Start of Exercise materials

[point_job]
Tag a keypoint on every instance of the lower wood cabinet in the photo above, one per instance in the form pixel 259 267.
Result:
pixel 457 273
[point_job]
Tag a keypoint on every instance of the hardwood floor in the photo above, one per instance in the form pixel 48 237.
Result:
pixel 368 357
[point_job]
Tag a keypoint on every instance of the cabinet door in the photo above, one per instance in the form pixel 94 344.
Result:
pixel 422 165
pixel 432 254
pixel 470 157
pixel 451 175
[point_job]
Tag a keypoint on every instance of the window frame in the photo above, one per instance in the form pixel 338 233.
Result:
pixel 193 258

End of Exercise materials
Start of Exercise materials

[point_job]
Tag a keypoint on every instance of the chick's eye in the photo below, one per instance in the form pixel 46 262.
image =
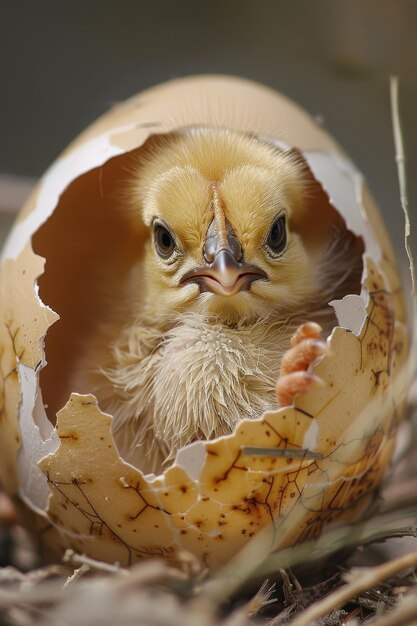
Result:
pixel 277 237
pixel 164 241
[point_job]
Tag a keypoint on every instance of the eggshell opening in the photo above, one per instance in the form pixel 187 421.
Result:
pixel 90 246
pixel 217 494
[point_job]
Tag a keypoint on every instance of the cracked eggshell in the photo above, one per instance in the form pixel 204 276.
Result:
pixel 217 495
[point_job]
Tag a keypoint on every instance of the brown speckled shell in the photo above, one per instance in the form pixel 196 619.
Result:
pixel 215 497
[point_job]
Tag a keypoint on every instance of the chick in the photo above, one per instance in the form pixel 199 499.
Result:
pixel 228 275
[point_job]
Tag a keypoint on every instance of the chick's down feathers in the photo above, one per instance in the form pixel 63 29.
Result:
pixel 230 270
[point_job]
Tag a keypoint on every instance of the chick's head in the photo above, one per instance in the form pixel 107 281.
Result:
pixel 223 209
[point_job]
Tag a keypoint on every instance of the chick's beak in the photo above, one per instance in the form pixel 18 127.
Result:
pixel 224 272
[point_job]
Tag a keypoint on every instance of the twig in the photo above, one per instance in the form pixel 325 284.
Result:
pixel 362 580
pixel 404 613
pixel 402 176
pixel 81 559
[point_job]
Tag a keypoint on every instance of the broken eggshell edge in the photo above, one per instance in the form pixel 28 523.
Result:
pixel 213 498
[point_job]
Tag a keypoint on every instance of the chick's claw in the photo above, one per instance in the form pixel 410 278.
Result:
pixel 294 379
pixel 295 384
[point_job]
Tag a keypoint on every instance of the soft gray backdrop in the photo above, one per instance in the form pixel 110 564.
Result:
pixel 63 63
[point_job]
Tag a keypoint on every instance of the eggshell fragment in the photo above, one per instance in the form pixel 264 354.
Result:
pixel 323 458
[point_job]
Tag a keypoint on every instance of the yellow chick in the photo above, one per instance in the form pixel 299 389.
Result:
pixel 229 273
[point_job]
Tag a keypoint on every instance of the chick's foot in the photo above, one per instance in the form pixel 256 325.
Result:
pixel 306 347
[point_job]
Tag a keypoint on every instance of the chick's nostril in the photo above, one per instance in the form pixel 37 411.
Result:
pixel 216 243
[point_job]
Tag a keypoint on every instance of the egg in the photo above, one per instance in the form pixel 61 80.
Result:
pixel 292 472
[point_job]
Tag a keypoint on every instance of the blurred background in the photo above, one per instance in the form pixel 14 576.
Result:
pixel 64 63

End of Exercise materials
Start of Exercise materials

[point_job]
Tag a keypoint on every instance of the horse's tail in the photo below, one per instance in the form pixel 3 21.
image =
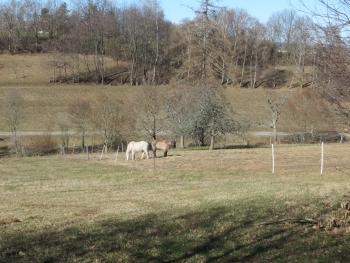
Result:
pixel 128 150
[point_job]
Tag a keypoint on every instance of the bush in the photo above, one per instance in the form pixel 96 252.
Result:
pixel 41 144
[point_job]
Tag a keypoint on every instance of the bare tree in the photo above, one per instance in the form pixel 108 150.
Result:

End of Exercise materials

● Your objective
A single number is the whole answer: please count how many lines of the records above include the string "below".

● Output
2